> PROBLEM DETAILS
Search the records for the string "water", and show each line where it appears.

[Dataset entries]
•••
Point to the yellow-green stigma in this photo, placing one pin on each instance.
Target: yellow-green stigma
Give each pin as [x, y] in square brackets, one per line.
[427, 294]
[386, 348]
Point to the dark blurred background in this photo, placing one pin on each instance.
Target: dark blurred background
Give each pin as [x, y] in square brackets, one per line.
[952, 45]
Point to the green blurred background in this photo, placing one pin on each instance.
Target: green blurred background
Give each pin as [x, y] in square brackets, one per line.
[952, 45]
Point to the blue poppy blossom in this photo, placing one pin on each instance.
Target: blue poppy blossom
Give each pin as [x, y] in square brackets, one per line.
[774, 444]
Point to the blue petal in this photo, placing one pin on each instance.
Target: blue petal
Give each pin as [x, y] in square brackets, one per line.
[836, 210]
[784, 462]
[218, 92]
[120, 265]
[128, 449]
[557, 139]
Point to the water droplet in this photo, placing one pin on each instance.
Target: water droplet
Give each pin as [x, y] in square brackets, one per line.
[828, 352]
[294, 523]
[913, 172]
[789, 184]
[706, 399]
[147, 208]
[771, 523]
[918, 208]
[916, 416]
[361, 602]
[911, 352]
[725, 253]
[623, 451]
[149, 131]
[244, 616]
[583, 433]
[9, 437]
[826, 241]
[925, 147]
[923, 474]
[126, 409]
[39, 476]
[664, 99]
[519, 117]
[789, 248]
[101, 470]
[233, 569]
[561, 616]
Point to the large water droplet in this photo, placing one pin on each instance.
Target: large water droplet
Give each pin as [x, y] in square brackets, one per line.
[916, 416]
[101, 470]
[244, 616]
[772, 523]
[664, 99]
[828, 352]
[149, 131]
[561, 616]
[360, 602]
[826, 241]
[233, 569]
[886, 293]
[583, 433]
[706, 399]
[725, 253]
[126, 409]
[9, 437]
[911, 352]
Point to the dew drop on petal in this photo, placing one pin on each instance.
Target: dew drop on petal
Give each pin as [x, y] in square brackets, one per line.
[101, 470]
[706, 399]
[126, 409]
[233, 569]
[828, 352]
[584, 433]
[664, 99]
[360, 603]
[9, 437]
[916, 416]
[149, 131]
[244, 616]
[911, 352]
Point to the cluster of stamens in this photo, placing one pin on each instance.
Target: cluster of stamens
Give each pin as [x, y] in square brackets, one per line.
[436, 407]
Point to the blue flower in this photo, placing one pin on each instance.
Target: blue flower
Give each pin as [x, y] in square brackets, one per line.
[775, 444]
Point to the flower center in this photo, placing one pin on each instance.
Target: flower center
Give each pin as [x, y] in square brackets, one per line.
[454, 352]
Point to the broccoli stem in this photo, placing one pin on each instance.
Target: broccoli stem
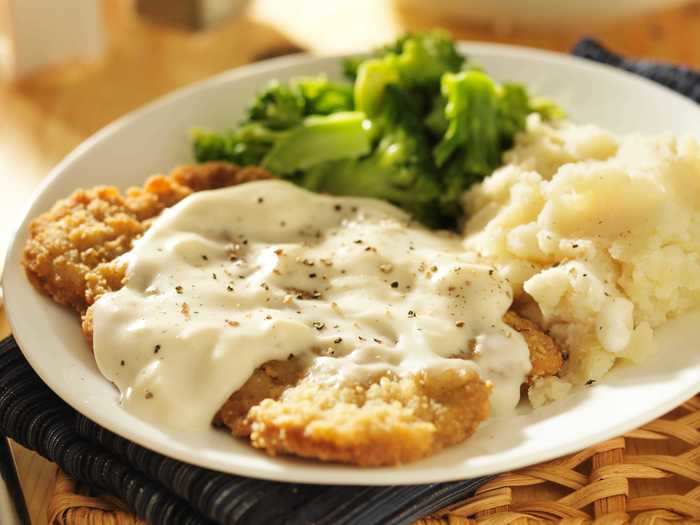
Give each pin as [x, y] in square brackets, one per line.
[320, 139]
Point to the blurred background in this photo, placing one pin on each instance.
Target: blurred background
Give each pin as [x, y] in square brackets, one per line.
[69, 67]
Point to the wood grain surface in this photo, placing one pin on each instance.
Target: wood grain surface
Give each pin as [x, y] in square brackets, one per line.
[46, 115]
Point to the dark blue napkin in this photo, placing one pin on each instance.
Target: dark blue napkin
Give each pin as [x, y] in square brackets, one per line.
[168, 492]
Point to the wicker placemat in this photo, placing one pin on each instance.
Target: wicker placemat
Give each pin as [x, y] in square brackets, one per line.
[648, 476]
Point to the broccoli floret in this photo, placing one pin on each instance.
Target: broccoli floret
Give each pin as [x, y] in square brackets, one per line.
[282, 106]
[399, 169]
[420, 58]
[416, 128]
[246, 145]
[323, 97]
[319, 139]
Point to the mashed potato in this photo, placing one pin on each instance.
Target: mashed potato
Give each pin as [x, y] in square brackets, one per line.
[599, 237]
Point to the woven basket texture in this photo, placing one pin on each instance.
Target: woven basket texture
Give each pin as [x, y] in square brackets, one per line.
[650, 476]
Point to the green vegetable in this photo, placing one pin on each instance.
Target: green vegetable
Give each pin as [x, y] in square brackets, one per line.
[319, 139]
[416, 127]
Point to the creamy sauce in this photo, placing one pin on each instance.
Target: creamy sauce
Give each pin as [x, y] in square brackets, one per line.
[229, 279]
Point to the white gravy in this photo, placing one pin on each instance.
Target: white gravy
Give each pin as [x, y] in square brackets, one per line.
[229, 279]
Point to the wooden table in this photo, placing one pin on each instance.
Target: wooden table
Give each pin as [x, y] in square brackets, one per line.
[45, 116]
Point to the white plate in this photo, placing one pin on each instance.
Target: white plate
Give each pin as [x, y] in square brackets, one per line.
[156, 139]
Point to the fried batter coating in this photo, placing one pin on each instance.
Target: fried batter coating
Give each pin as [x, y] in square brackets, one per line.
[545, 355]
[70, 256]
[70, 248]
[391, 421]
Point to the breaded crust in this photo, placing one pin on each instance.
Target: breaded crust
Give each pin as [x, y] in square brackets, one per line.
[68, 245]
[70, 256]
[545, 355]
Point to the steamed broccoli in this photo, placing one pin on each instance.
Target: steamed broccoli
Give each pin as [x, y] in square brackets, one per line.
[399, 169]
[416, 127]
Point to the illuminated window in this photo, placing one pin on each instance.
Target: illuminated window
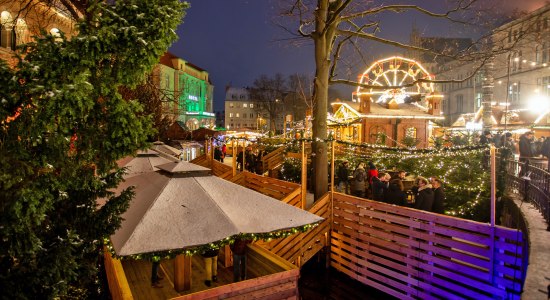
•••
> OUTPUT
Point to the water droplet in this photo, placing one pin on each instance.
Target: water droplet
Point to the large water droplet in this photo, placing one pin on each instance.
Target: large water droplet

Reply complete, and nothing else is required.